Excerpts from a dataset
= = = = =

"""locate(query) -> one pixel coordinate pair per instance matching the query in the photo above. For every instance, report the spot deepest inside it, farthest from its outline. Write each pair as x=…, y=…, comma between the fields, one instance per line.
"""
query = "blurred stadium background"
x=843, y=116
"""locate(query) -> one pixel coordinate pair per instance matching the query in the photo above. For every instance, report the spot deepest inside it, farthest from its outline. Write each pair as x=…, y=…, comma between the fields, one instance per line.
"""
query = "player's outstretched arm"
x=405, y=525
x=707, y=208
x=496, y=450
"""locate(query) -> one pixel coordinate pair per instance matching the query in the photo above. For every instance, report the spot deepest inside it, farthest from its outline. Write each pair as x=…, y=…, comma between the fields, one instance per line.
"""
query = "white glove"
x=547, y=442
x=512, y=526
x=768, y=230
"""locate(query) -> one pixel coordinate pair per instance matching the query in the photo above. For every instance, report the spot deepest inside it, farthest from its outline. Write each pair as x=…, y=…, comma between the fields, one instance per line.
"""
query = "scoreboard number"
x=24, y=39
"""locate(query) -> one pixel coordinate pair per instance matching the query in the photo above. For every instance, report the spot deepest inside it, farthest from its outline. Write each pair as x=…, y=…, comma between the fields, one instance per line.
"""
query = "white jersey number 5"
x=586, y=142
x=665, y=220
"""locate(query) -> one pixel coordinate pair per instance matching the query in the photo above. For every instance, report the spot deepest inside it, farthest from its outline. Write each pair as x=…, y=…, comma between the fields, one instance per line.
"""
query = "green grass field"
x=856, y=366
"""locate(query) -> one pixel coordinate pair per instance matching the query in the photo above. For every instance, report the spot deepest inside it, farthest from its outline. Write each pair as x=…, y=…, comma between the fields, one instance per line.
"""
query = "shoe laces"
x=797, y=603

= = = = =

▶ Prompt: Please repeat each entry exactly as written.

▶ Reply:
"""locate(query) -> one pixel coordinate pair per instance matching the query in the photo above. For every instance, report the spot deepest inside it, farthest from its outline. Write each pair as x=…, y=…, comma between the fields, one instance per line.
"""
query = "blurred stadium background"
x=843, y=116
"""locate(query) -> one pixel coordinate pair per instance matching the query in the photo above. For every instance, report the spot deepest inside it, farthest from its outline. Write each pair as x=…, y=…, comma between the fields, one instance per line.
"""
query = "player's outstretched arm"
x=405, y=525
x=707, y=208
x=496, y=450
"""locate(query) -> one pixel coordinate pair per instance matching the query in the photo above. For every instance, report the spot deepest inside it, farthest from its outline. Write each pair as x=…, y=…, comma between the fields, one instance per line.
"""
query = "white glove"
x=547, y=442
x=512, y=526
x=768, y=230
"""locate(query) -> one pixel coordinate pair per instance matching the query in the photo above. For every instance, report the spot deepest inside it, farthest from its outline. Write each pair as x=…, y=…, comma between the fields, one instance per line.
"""
query = "scoreboard number"
x=24, y=39
"""locate(query) -> one pixel coordinate pair per instance matching the query in the photo above. For every instance, report the spot deepest inside it, farthest from its outline. Write each pair as x=…, y=…, comma between the fields, one instance per line.
"""
query = "white jersey number 5"
x=586, y=142
x=665, y=220
"""locate(query) -> one pixel coordinate pair per instance matching the query in the photo above. For every instance, report the spot deepest inside it, farthest from its outline. Write each pair as x=…, y=…, comma between the fields, one instance per line.
"""
query = "green grass field"
x=856, y=366
"""locate(query) -> one pixel coordinate pair per instance matching the query in the photo above. For every instance, report the spot deepest inside it, farthest from its outline. Write each pair as x=…, y=…, comma between the fields, one instance per line.
"""
query = "shoe laces"
x=797, y=603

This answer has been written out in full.